Campaigns in a nutshell. Adventures in a sentence.

Sympathy

The PCs are hired by a powerful mage to aid in a plan for the betterment of society. This mage has acquired a large sprawling facility whose interior can be easily reconfigured. He has arranged this facility into an abstract representation of some complex and multifaced abstract societal problem (such as world hunger, or adult illiteracy), including stocking it with thematically appropriate monsters (usually undead, outsiders, fey, vermin, animals, plus constructs dressed in various costumes) and ensorcelled it with powerful sympathetic magic. By defeating the dungeon, the PCs can defeat the corresponding societal problem. After each complete dungeon run the facility is reconfigured for a new societsl problem.

The Mediocre Archfiend

The PCs are targeted by the demon prince of Manes (the lowest caste of demons). Much less powerful than the Queen of Succubi or the Lord of Balors, the Prince of Manes is only about CR 10 and rules his minions from a throne made oc chicken bones and dead rats. Attached below is a possible 3.5e statblock for the Prince of Manes. It has NOT been playtested.

Demeicro, Low Power demon prince

Demeicro
King of the Manes, The Prince of Dimness

Portfolio: Manes demons, stupidity

Similar to how Malcanthet is the Queen of Succubi and Kardum is the Lord of Balors, Demeicro is the King of the Manes (the most basic type of demon, Fiendish Codex 1, Pg 45). As lord of the weakest demon type he is one of the weakest demon lords possibly the weakest. This is one of the demon prince positions with the highest rate of turnover; He isn't the first to hold this position, he won't be the last, and he may not even be the only one (similar to how Malcanthet and Shami-Amourae are both Queen of the Succubi). He is also one of the dumbest of the demon lords and the demonic patron of stupidity, earning him the derisive title "The Prince of Dimness". He seems to think that this has to do with literal dimness and has developed some magical abilities to match.

He appears as a giant manes demon and is usually surrounded by a retinue of manes, In combat he has a tendency to throw these minions at people, using their acidic cloud death throes as a bomb. Sometimes he will go through several before realizing that an enemy is resistant or immune to acid. He dwells in a shoddily constructed fortress and rules his minions from a makeshift throne made of chicken bones and dead animals

CE Large outsider (chaotic, evil, extraplanar, tanar’ri)
Init: +2
Senses: darkvision 90 ft.; Listen +0, Spot –1
Languages: Abyssal; telepathy 100 ft.
AC: 15, touch 7, flat-footed 15 (-1 size, -2 dex, +8 natural)

* Work to complete *
1. In the campaign ideas text, what derisive title does Demeicro earn as the demonic patron of stupidity?
2. For each statement, say whether the campaign ideas text supports it, and quote the words that decide it: (a) The interior of the mage's facility is easy to rearrange. (b) The statblock for the Prince of Manes has been playtested. (c) Demeicro speaks Infernal.
3. Carry the campaign ideas text forward from its last line by writing the next entries of Demeicro's statblock.
The items after this point bear no relation to the campaign ideas text.

* Supplied entries *
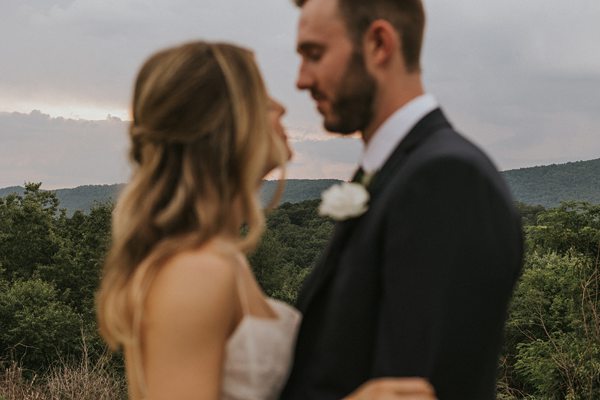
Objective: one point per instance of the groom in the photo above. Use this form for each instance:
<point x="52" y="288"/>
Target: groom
<point x="419" y="284"/>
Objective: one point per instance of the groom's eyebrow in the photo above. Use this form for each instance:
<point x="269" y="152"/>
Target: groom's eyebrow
<point x="306" y="47"/>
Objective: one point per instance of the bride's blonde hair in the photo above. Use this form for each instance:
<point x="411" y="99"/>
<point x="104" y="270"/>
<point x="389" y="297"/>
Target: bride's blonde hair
<point x="200" y="144"/>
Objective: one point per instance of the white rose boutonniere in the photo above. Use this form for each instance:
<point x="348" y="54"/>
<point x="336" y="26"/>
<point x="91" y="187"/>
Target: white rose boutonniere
<point x="344" y="201"/>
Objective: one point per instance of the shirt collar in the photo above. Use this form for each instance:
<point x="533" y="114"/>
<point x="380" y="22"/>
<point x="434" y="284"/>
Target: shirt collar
<point x="393" y="130"/>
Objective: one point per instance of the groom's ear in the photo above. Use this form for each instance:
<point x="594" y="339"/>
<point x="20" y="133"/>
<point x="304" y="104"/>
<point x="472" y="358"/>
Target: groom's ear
<point x="381" y="43"/>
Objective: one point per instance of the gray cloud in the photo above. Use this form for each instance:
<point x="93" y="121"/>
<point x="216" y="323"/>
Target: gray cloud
<point x="520" y="78"/>
<point x="61" y="152"/>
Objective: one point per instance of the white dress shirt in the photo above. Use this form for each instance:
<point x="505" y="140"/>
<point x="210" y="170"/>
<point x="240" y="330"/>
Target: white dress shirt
<point x="393" y="130"/>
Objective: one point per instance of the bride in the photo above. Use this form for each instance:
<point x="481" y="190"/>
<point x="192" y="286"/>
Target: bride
<point x="177" y="294"/>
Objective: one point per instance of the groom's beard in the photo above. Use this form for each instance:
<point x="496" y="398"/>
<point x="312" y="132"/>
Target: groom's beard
<point x="352" y="107"/>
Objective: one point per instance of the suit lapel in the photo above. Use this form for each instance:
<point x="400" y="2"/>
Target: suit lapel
<point x="329" y="261"/>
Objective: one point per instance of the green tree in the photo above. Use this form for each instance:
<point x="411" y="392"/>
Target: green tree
<point x="37" y="327"/>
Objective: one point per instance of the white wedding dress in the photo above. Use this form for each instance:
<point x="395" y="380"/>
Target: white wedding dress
<point x="259" y="353"/>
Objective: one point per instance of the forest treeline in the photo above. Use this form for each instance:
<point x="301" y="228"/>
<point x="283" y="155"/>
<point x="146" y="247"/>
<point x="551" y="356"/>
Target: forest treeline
<point x="50" y="265"/>
<point x="547" y="185"/>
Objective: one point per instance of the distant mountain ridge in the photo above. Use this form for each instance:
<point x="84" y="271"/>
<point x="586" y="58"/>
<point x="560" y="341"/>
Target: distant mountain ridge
<point x="549" y="185"/>
<point x="84" y="197"/>
<point x="544" y="185"/>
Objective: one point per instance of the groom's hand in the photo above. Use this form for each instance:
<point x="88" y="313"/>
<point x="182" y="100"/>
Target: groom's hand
<point x="394" y="389"/>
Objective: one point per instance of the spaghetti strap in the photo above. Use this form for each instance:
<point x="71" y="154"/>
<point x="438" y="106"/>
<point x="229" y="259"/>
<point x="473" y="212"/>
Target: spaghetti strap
<point x="241" y="289"/>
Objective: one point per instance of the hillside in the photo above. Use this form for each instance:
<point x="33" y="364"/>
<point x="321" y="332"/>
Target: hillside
<point x="84" y="197"/>
<point x="549" y="185"/>
<point x="545" y="185"/>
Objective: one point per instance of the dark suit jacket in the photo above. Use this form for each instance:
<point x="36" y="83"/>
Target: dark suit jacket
<point x="419" y="284"/>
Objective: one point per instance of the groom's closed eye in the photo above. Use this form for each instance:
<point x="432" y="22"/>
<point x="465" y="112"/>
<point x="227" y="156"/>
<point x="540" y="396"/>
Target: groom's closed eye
<point x="311" y="51"/>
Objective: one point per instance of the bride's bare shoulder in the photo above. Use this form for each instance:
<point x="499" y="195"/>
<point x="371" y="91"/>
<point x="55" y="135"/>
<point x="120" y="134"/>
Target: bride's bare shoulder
<point x="195" y="282"/>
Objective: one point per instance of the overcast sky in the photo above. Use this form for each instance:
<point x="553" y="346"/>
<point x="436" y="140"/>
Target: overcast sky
<point x="520" y="78"/>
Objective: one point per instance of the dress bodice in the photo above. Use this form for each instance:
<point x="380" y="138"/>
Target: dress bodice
<point x="259" y="354"/>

* Exercise responses *
1. "The Prince of Dimness."

2.
(a) Yes: "whose interior can be easily reconfigured."
(b) No: "It has NOT been playtested."
(c) No: "Languages: Abyssal; telepathy 100 ft."

3.
HP: 95 (10 HD; 10d8+50); DR 5/cold iron and good
Immune: electricity, poison
Resist: acid 10, cold 10, fire 10
Saves: Fort +12, Ref +6, Will +6
Speed: 20 ft. (4 squares)
Melee: 2 claws +15 (1d6+6 Plus 1 Vile) and bite +13 (1d8+3 Plus 1 Vile)
Base Atk: +10; Grp: +20
Abilities: Str 22, Dex 6, Con 20, Int 9, Wis 9, Cha 9
SQ: acidic cloud, tanar’ri traits
Feats: Gruesome Finish (Exemplars of Evil), Improved Initiative, Multiattack, Vile Natural Attack (BOVD/Elder Evils)
Skills: Balance +4, Climb +19, Escape Artist +4, Hide +7, Intimidate +1, Jump +19, Knowledge (Arcane) +0, Knowledge (Planes) +0, Listen +0, Move Silently +9, Spellcraft +0, Survival +12, Use Magic Device +6

Acidic Cloud (Su):
When the prince of dimness is wounded for 5 or more HP with a slashing or piercing weapon acidic vapor sprays out in the direction the attack came from. Anybody standing in that square must make DC 15 Reflex save or take 1d6 points of acid damage
If the Prince of Dimness is killed, it dissolves into a cloud of noxious vapor. Anyone within 20 feet who fails a DC 15 Reflex save takes 2d6 points of acid damage

Charm Manes (sp)
Three times per day Demeicro can attempt to charm a manes demon. This works like the spell charm person except that it works on manes and only on manes.

Summon Manes (Sp)
Once per day the Lord of Dimness can attempt to summon 4d8 manes with a 60% chance of success. Alternately he can automatically summon 2d4 manes. This ability is the equivalent of a 6th-level spell.

Spell-Like Abilities
cl 10
At Will- Acid Splash, Daze (DC9), Greater Teleport (self plus 50 pounds of objects only), Mage Hand, No Light (BOVD)
3/day- Darkness, Delusions of Grandeur (Dragon #324) (DC11), Doom (DC10), Magic Stone, Obscuring Mist, Ray of Stupidity (SC)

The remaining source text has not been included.